Format every line of the entries below as a Markdown table with the columns No. and Text, one line per row, leaving out blank lines.
(begin)
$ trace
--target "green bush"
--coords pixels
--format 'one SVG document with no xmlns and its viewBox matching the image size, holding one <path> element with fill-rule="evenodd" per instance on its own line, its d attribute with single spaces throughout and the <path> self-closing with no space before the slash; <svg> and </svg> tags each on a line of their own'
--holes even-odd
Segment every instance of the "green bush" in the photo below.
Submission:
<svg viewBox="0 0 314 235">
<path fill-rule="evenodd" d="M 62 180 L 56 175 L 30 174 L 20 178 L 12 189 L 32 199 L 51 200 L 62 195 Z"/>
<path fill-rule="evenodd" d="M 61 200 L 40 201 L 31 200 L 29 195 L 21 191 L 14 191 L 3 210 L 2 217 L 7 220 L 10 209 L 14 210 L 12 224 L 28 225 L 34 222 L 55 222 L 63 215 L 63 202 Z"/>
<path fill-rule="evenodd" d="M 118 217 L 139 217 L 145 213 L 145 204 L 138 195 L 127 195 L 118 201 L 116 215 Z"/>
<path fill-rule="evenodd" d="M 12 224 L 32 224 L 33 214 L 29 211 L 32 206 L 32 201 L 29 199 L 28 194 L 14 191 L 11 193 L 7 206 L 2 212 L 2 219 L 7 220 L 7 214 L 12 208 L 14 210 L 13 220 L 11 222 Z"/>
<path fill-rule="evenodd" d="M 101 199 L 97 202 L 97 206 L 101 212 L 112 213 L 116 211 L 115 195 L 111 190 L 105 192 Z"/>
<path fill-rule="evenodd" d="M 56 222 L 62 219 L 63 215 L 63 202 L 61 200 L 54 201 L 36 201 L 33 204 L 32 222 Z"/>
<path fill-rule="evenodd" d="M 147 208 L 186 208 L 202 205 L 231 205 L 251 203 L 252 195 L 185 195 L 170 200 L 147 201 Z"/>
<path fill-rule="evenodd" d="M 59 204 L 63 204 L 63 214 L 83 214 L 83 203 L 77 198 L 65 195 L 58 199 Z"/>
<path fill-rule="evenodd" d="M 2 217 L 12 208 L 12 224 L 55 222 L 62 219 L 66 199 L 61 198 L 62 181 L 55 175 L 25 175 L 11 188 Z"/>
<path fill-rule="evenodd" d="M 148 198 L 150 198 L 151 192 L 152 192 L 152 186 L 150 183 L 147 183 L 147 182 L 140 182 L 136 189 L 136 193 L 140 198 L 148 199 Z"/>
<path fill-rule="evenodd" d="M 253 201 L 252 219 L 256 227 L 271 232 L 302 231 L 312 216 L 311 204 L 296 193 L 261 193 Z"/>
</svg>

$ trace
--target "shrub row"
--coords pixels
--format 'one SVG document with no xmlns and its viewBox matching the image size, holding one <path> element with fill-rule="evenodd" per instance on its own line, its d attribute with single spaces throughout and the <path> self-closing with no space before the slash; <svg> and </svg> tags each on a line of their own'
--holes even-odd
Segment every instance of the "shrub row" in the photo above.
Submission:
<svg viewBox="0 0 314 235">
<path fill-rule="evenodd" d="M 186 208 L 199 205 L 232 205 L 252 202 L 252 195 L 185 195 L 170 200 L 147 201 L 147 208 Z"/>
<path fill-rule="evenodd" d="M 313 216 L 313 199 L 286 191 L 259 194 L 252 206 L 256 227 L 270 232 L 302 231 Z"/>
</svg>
(end)
### CORRECT RESULT
| No. | Text |
|---|---|
| 1 | $ trace |
| 2 | --target "green bush" |
| 3 | --coords pixels |
| 4 | --format 'one SVG document with no xmlns and its viewBox matching the image size, holding one <path> element with fill-rule="evenodd" per instance on its own line, its d attribute with single spaces throughout and the <path> self-closing with no space before the slash; <svg> and </svg> tags each on a line of their own' |
| 5 | --holes even-odd |
| 6 | Segment every instance of the "green bush" in the photo below. |
| 7 | Submission: |
| 8 | <svg viewBox="0 0 314 235"> |
| 9 | <path fill-rule="evenodd" d="M 62 180 L 56 175 L 30 174 L 20 178 L 12 189 L 32 199 L 51 200 L 62 195 Z"/> |
| 10 | <path fill-rule="evenodd" d="M 61 200 L 40 201 L 31 200 L 29 195 L 21 191 L 14 191 L 3 210 L 2 217 L 7 220 L 10 209 L 14 210 L 12 224 L 28 225 L 34 222 L 55 222 L 63 215 L 63 202 Z"/> |
| 11 | <path fill-rule="evenodd" d="M 118 217 L 139 217 L 145 213 L 145 204 L 138 195 L 127 195 L 118 201 L 116 215 Z"/> |
| 12 | <path fill-rule="evenodd" d="M 12 224 L 32 224 L 33 214 L 29 211 L 32 206 L 32 201 L 29 199 L 28 194 L 14 191 L 11 193 L 7 206 L 2 212 L 2 219 L 7 220 L 7 214 L 12 208 L 14 210 L 13 220 L 11 222 Z"/> |
| 13 | <path fill-rule="evenodd" d="M 101 199 L 97 202 L 97 206 L 101 212 L 112 213 L 116 211 L 115 195 L 111 190 L 105 192 Z"/> |
| 14 | <path fill-rule="evenodd" d="M 56 222 L 62 219 L 63 215 L 63 202 L 61 200 L 54 201 L 36 201 L 33 204 L 32 222 Z"/> |
| 15 | <path fill-rule="evenodd" d="M 147 208 L 186 208 L 202 205 L 231 205 L 251 203 L 252 195 L 185 195 L 170 200 L 147 201 Z"/> |
| 16 | <path fill-rule="evenodd" d="M 59 204 L 63 204 L 63 214 L 83 214 L 83 203 L 77 198 L 65 195 L 58 199 Z"/> |
| 17 | <path fill-rule="evenodd" d="M 2 217 L 12 208 L 12 224 L 55 222 L 62 219 L 66 199 L 61 198 L 62 181 L 55 175 L 25 175 L 11 188 Z"/> |
| 18 | <path fill-rule="evenodd" d="M 148 198 L 150 198 L 151 192 L 152 192 L 152 186 L 150 183 L 147 183 L 147 182 L 140 182 L 136 189 L 136 193 L 140 198 L 148 199 Z"/> |
| 19 | <path fill-rule="evenodd" d="M 253 201 L 252 219 L 256 227 L 271 232 L 302 231 L 312 216 L 311 204 L 296 193 L 261 193 Z"/> |
| 20 | </svg> |
| 21 | $ trace |
| 22 | --target "shrub row" |
| 23 | --coords pixels |
| 24 | --format 'one SVG document with no xmlns and its viewBox matching the image size, holding one <path> element with fill-rule="evenodd" per instance on its own line, its d attribute with single spaces throughout and the <path> self-closing with no space before the slash; <svg> and </svg> tags each on a line of their own' |
| 25 | --holes even-odd |
| 26 | Segment every instance of the "shrub row" in the photo above. |
| 27 | Submission: |
| 28 | <svg viewBox="0 0 314 235"> |
| 29 | <path fill-rule="evenodd" d="M 186 208 L 199 205 L 232 205 L 252 202 L 252 195 L 185 195 L 170 200 L 147 201 L 147 208 Z"/> |
| 30 | <path fill-rule="evenodd" d="M 313 216 L 313 199 L 286 191 L 259 194 L 252 206 L 256 227 L 270 232 L 302 231 Z"/> |
| 31 | </svg> |